• _Cosa farai_: Per favore, ricopia fedelmente il brano del testo sulla pandemia riportato qui sotto, partendo da "Le questioni particolari, pur" e finendo con "dei pericoli affrontati.".

• _Documento di partenza_:
------------------------------------------------

Soltanto i posteri potranno capire se il disastro sia dovuto alla governance, politica o sanitaria o entrambe. Oppure, più nello specifico, sia legato all’incapacità di condurre screening efficaci ed efficienti, condizionato dal contesto sociale e dagli stili di vita, conseguenza di economia o demografia o clima o tutti assieme, innescato da particolari predisposizioni genetiche o, più semplicemente, dal destino cinico e baro. Sempre che la memoria non si perda come sfumò rapidamente ogni memoria della Spagnola.

L’attuale pandemia sta precipitando l’occidente intero e i suoi frammenti più deboli, come Italia e Regno Unito, nella decrescita infelice: “il mondo ci sta trattando male” (Lennon & McCartney, Misery, Liverpool: Northern Songs Ltd, 1963). Misery vuol dire infelicità piuttosto che miseria. E la crescita dei fenomeni depressivi porge la testimonianza più crudele.

La politica sembra incapace di consolidare nella società una linea di difesa. Lo dimostrano l’assalto alla metro milanese da parte degli assatanati dello shopping, la folla che ha invaso i centri storici nel fine settimana prenatalizio, l’insensibilità con cui la gente saluta ogni rilassamento delle norme coercitive. E la scarsa empatia generazionale ha fatto spendere fiumi d’inchiostro.

Le questioni particolari, pur salienti, rubano l’attenzione. In una seduta della Camera dei Deputati, l’onorevole Giuseppe Giuffrida interrogò il ministro delle Poste per sapere se e quando intenda concedere al personale dipendente dal suo Ministero una indennità di epidemia, che lo compensi dei disagi e dei pericoli affrontati.

------------------------------------------------

• _Elenco dei dati_:
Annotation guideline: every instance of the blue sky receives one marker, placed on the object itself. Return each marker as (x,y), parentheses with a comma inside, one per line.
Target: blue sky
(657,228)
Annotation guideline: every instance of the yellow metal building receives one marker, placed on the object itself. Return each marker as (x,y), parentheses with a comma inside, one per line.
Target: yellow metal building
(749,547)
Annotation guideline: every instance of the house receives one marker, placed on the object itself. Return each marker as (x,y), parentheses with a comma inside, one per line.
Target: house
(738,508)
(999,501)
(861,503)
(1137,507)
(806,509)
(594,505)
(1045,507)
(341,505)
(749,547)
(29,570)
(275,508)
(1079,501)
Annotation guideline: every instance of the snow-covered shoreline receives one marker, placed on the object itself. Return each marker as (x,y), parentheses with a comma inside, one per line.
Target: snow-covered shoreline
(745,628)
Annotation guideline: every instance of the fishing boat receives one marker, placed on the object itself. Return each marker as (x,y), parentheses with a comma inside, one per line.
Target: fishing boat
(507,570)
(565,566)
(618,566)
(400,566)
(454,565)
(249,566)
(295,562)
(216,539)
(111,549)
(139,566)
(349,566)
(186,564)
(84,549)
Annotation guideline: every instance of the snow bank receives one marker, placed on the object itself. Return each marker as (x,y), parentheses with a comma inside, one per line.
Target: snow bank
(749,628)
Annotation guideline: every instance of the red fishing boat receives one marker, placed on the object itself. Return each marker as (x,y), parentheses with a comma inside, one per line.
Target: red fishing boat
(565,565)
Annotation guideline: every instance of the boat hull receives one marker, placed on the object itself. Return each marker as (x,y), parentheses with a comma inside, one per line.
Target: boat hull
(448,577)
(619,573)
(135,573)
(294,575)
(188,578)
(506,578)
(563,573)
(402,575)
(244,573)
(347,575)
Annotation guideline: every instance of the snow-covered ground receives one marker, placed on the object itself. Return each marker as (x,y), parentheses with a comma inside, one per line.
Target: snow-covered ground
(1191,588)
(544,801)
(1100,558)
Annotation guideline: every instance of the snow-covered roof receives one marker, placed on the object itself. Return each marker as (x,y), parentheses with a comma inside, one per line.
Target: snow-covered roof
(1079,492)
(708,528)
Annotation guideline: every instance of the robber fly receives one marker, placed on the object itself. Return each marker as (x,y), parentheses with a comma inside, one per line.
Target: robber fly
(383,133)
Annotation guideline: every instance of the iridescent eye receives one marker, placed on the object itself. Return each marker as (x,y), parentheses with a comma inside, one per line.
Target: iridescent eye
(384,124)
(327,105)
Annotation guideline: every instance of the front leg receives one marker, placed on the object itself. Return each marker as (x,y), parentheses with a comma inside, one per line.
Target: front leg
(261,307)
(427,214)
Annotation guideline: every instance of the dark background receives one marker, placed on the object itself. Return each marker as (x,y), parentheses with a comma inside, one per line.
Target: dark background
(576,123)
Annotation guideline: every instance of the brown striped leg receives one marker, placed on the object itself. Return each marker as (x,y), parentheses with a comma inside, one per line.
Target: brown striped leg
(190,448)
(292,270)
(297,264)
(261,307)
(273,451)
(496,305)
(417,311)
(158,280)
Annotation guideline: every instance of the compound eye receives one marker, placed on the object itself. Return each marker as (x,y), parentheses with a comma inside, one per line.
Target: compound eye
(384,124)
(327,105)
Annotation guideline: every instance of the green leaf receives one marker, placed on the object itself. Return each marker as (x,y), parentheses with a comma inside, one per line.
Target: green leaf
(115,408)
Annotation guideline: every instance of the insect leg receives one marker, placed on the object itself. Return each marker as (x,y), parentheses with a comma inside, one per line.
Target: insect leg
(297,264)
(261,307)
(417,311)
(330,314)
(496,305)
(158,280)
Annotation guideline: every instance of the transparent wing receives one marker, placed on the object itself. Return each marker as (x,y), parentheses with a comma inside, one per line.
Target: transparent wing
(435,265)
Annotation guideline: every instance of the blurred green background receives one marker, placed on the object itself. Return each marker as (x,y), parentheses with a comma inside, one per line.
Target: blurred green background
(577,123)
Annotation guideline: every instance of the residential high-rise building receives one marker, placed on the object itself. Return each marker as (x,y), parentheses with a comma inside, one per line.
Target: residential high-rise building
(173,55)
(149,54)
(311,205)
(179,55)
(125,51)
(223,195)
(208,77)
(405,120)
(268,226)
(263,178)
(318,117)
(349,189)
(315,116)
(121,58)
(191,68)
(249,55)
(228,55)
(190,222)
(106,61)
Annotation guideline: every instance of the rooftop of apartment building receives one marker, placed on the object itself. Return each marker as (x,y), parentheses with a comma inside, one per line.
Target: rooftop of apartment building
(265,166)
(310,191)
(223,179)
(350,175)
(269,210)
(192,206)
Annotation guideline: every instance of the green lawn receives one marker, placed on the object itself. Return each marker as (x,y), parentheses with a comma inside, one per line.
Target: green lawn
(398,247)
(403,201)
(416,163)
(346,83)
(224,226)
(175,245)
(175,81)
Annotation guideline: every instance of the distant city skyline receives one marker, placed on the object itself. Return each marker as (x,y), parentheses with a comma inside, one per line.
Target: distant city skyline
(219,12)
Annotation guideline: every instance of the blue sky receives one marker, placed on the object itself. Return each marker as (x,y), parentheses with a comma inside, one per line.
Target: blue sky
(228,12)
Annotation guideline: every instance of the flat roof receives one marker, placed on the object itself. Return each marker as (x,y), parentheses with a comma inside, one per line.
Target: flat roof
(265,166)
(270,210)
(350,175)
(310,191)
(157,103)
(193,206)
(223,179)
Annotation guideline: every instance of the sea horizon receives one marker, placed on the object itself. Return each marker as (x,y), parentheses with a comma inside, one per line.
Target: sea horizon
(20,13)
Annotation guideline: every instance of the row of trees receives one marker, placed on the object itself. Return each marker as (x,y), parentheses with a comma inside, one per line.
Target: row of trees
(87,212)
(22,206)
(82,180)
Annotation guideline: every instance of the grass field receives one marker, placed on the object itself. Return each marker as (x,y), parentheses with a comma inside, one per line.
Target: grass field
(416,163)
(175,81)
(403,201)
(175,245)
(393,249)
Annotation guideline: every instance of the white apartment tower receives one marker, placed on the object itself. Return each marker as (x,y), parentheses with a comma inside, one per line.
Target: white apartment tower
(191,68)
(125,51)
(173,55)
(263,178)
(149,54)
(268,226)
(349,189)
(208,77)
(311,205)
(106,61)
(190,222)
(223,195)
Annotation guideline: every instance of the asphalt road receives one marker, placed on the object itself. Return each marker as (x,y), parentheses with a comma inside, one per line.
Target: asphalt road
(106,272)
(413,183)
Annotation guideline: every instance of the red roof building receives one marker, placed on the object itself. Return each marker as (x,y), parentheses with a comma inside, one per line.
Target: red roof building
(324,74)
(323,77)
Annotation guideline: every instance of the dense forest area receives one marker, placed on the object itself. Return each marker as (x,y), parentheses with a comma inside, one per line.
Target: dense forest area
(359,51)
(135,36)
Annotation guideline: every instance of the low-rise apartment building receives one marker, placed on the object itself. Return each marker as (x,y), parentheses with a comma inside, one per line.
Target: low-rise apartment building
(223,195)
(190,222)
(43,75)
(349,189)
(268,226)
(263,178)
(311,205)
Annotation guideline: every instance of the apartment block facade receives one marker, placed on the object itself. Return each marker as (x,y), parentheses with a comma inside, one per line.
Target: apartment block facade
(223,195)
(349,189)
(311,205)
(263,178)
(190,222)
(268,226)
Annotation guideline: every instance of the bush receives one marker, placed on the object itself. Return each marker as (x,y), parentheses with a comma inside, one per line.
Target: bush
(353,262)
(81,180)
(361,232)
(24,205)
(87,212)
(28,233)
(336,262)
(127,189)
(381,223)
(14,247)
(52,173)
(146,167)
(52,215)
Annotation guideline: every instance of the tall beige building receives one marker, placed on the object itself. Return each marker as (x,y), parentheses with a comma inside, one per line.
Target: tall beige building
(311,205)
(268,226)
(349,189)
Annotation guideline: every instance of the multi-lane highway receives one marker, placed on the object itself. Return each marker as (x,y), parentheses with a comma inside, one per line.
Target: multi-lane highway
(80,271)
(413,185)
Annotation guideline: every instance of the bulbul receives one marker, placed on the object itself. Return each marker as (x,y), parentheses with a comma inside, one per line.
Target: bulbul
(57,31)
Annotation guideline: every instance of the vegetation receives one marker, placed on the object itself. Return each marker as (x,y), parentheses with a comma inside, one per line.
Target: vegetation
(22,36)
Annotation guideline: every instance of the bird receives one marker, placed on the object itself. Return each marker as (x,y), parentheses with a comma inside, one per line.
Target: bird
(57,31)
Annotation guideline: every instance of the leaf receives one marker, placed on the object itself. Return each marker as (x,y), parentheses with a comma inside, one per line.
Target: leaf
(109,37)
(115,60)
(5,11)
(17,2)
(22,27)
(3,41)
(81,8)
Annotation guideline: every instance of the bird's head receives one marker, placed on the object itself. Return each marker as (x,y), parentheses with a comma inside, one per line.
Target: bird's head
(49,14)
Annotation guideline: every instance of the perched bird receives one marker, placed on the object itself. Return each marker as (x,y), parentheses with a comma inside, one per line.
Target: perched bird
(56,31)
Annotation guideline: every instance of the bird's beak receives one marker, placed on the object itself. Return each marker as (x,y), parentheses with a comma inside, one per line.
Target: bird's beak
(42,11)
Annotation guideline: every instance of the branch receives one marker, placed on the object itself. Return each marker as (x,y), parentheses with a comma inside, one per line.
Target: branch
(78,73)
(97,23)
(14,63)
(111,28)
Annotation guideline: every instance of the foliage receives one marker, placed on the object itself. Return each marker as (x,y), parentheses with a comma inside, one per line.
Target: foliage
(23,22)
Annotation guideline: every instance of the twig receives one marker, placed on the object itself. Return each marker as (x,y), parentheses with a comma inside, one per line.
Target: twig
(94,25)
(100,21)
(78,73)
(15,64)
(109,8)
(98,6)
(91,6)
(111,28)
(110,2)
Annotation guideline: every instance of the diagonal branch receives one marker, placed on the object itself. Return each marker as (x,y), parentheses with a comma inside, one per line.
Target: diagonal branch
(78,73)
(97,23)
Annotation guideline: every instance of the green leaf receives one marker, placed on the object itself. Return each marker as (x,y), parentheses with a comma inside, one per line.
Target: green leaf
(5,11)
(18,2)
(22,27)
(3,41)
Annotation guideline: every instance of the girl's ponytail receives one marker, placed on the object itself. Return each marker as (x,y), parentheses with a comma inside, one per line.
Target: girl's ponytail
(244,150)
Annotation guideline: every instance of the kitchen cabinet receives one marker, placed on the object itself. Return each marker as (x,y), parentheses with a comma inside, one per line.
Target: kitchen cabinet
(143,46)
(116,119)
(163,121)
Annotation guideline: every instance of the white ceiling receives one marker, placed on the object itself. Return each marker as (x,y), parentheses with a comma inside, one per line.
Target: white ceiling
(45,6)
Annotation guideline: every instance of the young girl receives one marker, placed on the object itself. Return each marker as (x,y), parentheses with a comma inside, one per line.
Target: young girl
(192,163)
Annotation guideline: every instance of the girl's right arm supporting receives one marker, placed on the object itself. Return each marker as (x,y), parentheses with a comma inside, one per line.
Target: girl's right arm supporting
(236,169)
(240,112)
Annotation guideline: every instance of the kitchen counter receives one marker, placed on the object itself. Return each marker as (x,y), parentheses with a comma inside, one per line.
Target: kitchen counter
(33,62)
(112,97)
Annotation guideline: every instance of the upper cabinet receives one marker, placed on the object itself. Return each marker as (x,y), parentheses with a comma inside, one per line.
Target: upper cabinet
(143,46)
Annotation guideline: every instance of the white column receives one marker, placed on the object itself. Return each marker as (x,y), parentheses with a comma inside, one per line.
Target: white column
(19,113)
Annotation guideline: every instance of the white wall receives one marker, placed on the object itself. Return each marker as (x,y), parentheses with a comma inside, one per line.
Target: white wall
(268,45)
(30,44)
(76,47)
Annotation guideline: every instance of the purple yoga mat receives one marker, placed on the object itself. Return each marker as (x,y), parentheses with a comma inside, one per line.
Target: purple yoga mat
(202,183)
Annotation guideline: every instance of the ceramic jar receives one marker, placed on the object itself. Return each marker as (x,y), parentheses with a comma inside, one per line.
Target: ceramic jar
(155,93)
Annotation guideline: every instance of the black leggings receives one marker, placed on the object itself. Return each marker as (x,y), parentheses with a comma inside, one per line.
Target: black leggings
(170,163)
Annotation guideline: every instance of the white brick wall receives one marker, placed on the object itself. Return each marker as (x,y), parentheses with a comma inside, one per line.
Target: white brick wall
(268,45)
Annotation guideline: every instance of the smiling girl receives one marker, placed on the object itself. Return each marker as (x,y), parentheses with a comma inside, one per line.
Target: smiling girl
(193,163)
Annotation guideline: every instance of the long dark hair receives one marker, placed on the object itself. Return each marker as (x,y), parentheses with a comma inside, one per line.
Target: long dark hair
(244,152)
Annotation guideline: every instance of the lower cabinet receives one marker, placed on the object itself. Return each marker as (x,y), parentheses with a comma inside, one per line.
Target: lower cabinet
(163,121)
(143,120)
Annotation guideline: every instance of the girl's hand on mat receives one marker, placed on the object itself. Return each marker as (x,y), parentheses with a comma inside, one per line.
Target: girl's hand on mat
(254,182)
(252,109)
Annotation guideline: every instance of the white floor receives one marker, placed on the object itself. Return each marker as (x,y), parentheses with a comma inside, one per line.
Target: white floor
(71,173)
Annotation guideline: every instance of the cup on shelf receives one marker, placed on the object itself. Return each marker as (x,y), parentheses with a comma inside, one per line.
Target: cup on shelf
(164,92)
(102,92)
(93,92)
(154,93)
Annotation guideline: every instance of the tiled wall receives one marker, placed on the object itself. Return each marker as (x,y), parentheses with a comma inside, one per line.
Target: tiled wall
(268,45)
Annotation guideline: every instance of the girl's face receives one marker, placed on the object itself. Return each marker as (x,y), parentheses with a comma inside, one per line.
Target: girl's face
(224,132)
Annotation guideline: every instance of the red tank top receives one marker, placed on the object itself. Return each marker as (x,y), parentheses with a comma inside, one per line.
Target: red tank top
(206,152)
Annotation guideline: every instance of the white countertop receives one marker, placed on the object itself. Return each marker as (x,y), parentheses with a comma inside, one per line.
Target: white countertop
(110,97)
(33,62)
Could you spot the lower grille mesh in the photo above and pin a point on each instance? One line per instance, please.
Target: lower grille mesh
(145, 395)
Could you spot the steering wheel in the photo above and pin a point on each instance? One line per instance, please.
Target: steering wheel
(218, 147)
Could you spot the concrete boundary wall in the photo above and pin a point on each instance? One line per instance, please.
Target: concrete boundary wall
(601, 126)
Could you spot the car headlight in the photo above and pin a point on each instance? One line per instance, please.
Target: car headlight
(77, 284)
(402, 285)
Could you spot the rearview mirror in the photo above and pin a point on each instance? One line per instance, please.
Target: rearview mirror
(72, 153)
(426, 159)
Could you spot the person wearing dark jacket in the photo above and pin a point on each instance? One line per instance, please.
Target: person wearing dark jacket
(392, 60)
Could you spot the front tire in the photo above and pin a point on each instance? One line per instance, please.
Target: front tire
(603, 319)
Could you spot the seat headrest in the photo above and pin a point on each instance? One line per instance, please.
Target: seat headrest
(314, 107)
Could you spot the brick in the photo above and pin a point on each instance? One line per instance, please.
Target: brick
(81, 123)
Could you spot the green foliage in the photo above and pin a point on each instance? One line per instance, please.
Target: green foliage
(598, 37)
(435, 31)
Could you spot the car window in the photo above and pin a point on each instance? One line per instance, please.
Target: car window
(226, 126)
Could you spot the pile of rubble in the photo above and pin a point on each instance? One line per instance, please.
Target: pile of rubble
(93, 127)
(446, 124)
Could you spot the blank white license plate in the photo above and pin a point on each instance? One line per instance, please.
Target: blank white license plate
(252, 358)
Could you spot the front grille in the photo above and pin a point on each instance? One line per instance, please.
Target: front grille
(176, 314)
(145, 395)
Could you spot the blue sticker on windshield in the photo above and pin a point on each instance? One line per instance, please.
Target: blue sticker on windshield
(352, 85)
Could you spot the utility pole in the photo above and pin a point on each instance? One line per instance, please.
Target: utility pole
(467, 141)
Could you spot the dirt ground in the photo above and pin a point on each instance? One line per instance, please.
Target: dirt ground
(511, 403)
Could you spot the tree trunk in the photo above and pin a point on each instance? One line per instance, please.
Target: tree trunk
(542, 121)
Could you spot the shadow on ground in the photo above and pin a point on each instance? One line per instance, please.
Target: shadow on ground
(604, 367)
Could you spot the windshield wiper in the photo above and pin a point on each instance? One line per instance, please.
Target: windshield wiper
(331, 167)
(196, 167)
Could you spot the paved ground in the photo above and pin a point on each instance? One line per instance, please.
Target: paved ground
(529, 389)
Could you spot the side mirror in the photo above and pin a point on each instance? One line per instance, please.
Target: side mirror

------------------------------------------------

• _La tua risposta_:
Le questioni particolari, pur salienti, rubano l’attenzione. In una seduta della Camera dei Deputati, l’onorevole Giuseppe Giuffrida interrogò il ministro delle Poste per sapere se e quando intenda concedere al personale dipendente dal suo Ministero una indennità di epidemia, che lo compensi dei disagi e dei pericoli affrontati.